Retype, without changes or pictures, only the lines that begin at the one containing "Look at the photo below. For each instance of the white" and end at the last line of the records that follow.
Recorded information section start
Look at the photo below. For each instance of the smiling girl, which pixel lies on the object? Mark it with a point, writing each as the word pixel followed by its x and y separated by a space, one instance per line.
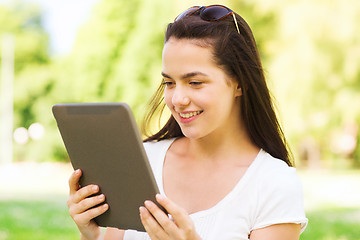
pixel 221 161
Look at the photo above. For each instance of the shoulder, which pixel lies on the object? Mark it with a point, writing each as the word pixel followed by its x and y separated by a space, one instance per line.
pixel 275 169
pixel 277 182
pixel 154 147
pixel 279 197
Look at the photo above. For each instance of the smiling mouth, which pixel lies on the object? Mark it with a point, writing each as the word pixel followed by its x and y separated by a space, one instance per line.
pixel 190 114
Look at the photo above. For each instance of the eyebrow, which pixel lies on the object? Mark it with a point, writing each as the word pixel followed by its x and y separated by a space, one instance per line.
pixel 186 75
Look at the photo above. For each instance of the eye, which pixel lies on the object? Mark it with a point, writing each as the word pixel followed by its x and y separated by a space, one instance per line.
pixel 168 83
pixel 195 83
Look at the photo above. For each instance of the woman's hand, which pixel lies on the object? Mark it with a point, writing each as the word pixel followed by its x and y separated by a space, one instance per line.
pixel 80 206
pixel 160 227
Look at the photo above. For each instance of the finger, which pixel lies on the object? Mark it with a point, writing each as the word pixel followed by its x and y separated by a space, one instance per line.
pixel 168 225
pixel 180 216
pixel 86 204
pixel 85 192
pixel 86 216
pixel 151 226
pixel 74 181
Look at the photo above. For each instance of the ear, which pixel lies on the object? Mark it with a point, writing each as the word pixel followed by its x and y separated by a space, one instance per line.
pixel 238 91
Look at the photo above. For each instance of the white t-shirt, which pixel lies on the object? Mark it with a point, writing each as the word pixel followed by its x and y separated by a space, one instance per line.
pixel 269 193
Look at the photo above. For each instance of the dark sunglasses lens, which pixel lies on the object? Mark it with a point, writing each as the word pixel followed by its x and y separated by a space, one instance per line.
pixel 187 12
pixel 214 13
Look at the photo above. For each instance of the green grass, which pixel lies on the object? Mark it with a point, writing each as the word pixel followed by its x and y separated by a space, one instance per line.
pixel 333 224
pixel 33 220
pixel 36 221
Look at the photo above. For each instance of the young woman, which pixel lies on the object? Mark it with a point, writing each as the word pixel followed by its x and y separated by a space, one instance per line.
pixel 221 161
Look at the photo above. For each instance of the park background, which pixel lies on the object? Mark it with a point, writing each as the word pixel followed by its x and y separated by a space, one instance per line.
pixel 311 55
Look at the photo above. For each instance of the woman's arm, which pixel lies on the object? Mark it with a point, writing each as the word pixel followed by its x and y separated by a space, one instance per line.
pixel 286 231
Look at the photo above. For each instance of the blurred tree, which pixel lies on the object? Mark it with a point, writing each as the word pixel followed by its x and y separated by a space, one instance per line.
pixel 117 54
pixel 315 71
pixel 33 79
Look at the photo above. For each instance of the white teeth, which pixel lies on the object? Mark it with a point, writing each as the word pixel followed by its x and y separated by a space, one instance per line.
pixel 189 115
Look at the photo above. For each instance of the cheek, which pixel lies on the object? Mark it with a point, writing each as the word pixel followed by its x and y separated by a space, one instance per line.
pixel 167 98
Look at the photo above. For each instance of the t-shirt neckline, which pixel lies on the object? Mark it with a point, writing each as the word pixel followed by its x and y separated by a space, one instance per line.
pixel 239 185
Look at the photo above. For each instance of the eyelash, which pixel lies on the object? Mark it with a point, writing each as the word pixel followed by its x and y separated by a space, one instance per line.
pixel 171 83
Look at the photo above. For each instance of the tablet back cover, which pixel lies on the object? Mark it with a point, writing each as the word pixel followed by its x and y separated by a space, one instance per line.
pixel 103 140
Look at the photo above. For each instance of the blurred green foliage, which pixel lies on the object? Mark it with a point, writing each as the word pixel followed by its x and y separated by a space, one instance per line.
pixel 310 52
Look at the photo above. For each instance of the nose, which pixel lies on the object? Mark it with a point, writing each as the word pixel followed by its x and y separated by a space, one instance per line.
pixel 180 97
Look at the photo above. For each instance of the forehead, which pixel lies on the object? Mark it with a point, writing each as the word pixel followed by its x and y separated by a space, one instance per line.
pixel 187 53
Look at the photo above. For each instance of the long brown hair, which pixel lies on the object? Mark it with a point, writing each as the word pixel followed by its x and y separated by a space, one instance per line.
pixel 238 56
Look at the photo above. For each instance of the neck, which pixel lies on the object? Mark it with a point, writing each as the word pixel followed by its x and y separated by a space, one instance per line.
pixel 222 145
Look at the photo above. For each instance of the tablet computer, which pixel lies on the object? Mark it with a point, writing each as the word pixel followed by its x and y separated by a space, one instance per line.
pixel 103 140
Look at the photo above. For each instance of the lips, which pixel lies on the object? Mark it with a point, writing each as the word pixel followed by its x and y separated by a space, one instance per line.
pixel 189 114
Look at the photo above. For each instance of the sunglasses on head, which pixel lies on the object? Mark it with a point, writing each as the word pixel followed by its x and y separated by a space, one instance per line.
pixel 211 13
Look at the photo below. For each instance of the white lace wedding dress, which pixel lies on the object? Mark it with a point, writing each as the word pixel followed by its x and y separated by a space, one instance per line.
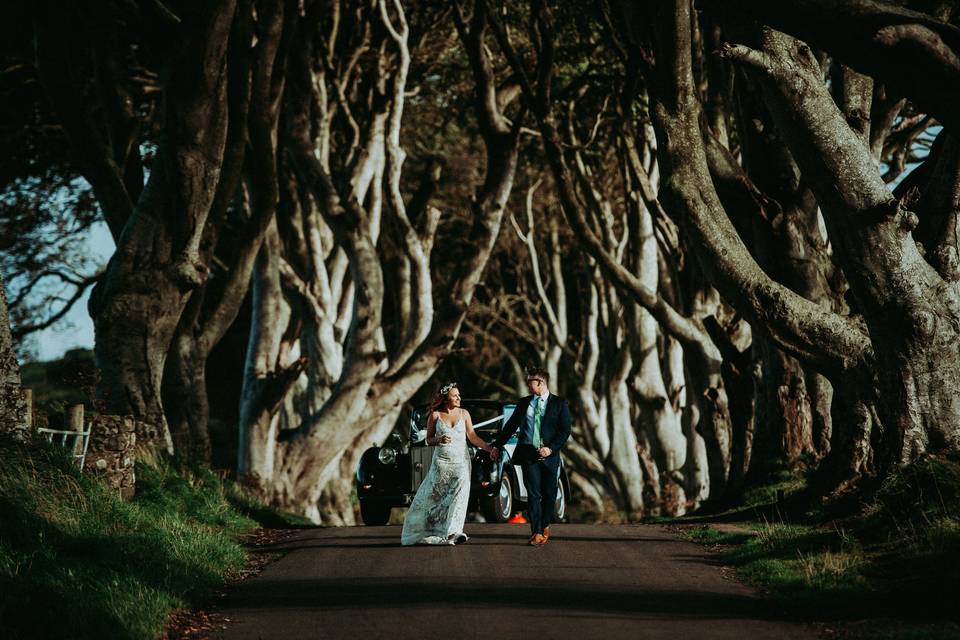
pixel 439 509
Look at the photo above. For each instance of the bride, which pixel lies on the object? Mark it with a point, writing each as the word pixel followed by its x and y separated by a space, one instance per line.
pixel 439 509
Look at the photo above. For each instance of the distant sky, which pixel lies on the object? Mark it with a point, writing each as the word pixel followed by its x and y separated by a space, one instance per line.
pixel 75 330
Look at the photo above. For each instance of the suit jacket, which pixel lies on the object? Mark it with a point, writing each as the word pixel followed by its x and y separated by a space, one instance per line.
pixel 554 428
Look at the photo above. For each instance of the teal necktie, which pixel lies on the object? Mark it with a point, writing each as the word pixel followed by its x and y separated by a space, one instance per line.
pixel 537 413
Recorded information section end
**Output:**
Look at the photo below. For each instance of the white lace wedding dress, which pixel lies on the object? Mark it with a point, writing each as the word pixel followed by its x and y separated by a space, one instance per line.
pixel 439 509
Look at the photo above. For each instance of the bride, which pixel lies on the object? Mark it with a point, writing each as the word pixel followed by its x and y separated by a space, one instance per line.
pixel 439 509
Look at the photo above. For each instance of the distant sky, which pixel lies on the object? Mark it with a point, writing each as the word pixel followed by its x and y separated by a space, one instance per line.
pixel 75 330
Look at the photo above. For each instance of the suit jacket, which pixel lies on the object? Mark it with a point, writing each as the word pixel followed by its x and y separated by a space, one instance per line.
pixel 554 428
Look at the photo above. For each instance of the teal necktie, which pixel lies on the object? Mark it with a point, writing each as the word pixel followed by its x and y separated by a space, one instance per line.
pixel 537 413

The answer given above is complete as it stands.